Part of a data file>

========

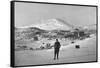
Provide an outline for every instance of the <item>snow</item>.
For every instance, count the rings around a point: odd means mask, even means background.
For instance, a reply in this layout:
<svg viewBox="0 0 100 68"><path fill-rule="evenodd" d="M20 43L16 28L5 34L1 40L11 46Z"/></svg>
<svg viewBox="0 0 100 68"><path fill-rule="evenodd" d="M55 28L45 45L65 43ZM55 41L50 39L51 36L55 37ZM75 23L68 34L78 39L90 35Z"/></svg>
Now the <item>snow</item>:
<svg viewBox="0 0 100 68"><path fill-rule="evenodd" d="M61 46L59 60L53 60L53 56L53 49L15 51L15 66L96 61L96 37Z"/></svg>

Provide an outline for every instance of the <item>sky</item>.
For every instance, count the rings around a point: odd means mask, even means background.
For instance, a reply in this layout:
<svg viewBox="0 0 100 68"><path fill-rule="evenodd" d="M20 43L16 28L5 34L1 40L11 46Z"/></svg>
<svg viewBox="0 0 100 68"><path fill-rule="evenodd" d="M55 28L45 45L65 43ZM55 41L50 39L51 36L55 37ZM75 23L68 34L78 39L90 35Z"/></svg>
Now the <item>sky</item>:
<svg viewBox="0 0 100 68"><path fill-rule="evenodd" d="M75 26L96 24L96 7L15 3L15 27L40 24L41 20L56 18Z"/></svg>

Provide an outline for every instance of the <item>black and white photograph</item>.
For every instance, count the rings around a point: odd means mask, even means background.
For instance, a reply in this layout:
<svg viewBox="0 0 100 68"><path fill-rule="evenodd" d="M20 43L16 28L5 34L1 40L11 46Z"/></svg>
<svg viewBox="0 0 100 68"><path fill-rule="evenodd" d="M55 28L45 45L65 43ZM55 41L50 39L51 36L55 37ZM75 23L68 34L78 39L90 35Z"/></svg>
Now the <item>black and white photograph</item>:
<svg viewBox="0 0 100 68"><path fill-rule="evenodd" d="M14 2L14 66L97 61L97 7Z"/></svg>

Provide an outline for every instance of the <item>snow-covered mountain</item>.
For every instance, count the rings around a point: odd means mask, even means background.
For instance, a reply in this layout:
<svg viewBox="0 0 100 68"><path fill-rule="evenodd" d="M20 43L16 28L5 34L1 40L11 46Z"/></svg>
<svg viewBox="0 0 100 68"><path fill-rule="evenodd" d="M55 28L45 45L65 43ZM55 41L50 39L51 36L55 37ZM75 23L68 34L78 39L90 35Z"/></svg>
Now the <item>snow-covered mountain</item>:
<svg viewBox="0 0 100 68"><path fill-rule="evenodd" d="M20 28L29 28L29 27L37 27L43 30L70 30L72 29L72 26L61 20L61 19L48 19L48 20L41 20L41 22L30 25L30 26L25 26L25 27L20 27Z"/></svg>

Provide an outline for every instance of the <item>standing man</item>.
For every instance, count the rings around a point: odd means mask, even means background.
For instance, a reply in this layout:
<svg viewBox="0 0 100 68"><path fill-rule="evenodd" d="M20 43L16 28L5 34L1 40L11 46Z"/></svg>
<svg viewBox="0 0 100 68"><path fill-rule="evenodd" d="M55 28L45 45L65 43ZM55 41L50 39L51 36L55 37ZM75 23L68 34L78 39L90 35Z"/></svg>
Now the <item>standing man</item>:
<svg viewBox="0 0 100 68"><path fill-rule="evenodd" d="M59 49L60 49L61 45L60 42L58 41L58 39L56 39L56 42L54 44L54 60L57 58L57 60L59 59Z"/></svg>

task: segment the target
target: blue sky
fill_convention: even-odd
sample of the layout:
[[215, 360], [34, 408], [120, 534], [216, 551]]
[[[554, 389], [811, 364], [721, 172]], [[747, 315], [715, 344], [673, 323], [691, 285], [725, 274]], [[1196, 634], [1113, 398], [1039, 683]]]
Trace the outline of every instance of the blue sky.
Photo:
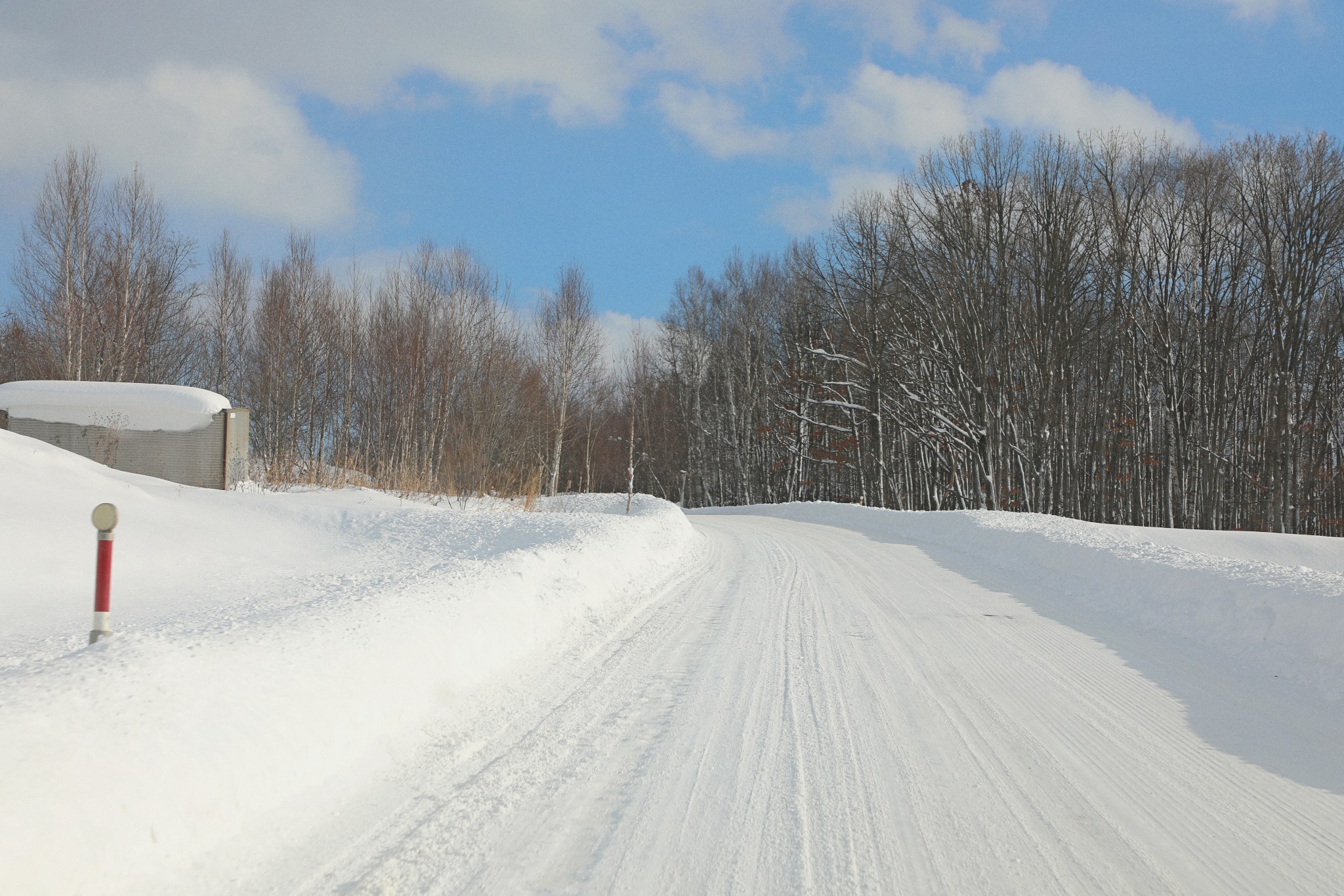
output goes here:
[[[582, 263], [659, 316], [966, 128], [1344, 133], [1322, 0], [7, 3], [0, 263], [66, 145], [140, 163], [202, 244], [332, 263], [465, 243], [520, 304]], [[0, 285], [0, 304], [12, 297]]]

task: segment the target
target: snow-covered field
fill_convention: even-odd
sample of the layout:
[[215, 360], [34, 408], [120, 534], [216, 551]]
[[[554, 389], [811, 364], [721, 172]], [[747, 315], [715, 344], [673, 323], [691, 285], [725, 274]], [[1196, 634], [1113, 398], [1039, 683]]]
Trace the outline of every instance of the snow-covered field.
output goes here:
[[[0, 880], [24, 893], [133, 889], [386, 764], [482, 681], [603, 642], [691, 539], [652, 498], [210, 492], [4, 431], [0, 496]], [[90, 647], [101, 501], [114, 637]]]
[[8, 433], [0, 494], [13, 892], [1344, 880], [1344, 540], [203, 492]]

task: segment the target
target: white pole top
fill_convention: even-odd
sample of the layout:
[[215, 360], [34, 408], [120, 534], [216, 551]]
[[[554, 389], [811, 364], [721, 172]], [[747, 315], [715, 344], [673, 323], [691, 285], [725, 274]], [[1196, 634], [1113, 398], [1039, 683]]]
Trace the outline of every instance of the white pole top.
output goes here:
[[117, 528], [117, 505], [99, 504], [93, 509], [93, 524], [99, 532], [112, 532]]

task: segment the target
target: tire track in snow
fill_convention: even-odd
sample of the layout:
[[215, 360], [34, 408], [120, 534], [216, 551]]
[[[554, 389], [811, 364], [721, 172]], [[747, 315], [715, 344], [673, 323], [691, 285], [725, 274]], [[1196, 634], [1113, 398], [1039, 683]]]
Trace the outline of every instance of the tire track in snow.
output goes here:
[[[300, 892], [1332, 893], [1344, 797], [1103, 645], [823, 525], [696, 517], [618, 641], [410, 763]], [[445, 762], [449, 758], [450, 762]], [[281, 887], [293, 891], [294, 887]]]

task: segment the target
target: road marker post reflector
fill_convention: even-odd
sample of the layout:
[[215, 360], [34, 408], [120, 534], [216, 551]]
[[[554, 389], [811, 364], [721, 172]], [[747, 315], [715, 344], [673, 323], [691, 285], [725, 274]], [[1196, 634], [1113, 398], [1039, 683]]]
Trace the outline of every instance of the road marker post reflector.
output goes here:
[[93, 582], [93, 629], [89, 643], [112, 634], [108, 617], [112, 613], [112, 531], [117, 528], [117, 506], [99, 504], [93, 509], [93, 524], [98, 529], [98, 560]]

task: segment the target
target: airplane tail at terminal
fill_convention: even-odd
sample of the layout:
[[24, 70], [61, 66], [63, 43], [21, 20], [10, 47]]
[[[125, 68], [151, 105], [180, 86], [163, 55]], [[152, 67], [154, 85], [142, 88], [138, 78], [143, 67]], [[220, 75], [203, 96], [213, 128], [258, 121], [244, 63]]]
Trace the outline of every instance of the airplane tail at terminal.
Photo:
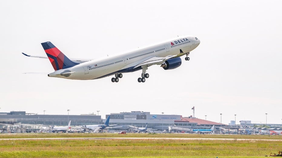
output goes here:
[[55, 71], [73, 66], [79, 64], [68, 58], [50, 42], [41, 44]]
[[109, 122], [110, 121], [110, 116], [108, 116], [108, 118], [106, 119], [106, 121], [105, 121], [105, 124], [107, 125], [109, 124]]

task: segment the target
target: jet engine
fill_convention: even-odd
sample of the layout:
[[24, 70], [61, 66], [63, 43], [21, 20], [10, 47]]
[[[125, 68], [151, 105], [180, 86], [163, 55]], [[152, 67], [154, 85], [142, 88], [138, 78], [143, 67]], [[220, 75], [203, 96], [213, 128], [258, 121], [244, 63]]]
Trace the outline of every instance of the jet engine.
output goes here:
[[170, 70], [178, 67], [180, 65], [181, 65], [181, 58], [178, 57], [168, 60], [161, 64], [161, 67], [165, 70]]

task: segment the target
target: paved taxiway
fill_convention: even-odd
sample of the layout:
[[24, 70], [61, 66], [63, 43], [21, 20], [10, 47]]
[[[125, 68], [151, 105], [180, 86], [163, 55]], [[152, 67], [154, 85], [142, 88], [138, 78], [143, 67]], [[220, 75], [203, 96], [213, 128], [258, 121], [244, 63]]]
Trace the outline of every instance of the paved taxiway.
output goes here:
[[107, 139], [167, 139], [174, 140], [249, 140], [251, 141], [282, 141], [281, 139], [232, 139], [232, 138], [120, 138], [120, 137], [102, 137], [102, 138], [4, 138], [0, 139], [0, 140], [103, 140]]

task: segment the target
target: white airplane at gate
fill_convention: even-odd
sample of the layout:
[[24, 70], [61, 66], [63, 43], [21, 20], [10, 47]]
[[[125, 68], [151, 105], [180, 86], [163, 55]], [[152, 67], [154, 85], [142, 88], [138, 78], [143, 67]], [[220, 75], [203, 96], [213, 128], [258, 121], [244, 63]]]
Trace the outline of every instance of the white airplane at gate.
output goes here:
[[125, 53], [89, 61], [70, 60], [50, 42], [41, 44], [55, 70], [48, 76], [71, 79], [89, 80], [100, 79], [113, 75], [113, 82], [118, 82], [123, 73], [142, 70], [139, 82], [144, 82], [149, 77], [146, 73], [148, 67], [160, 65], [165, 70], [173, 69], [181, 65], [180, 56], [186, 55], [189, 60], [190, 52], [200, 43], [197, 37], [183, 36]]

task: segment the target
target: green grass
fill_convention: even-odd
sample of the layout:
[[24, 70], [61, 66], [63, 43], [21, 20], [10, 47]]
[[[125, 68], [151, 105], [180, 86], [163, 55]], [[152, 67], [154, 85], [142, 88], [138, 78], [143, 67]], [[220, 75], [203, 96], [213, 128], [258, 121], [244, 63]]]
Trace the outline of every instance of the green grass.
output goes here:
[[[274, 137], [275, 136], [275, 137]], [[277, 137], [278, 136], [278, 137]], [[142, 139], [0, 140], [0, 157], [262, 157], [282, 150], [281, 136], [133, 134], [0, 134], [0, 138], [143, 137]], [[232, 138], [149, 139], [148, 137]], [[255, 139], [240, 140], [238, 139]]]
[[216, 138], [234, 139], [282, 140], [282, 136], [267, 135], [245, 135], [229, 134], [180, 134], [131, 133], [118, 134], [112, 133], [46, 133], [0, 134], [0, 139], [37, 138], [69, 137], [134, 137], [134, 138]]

========

Set problem>
Copy out every line of the items that contains the string "track", treating uppercase and lowercase letters as different.

Exercise answer>
target: tire track in snow
Trace the outline of every instance of the tire track in snow.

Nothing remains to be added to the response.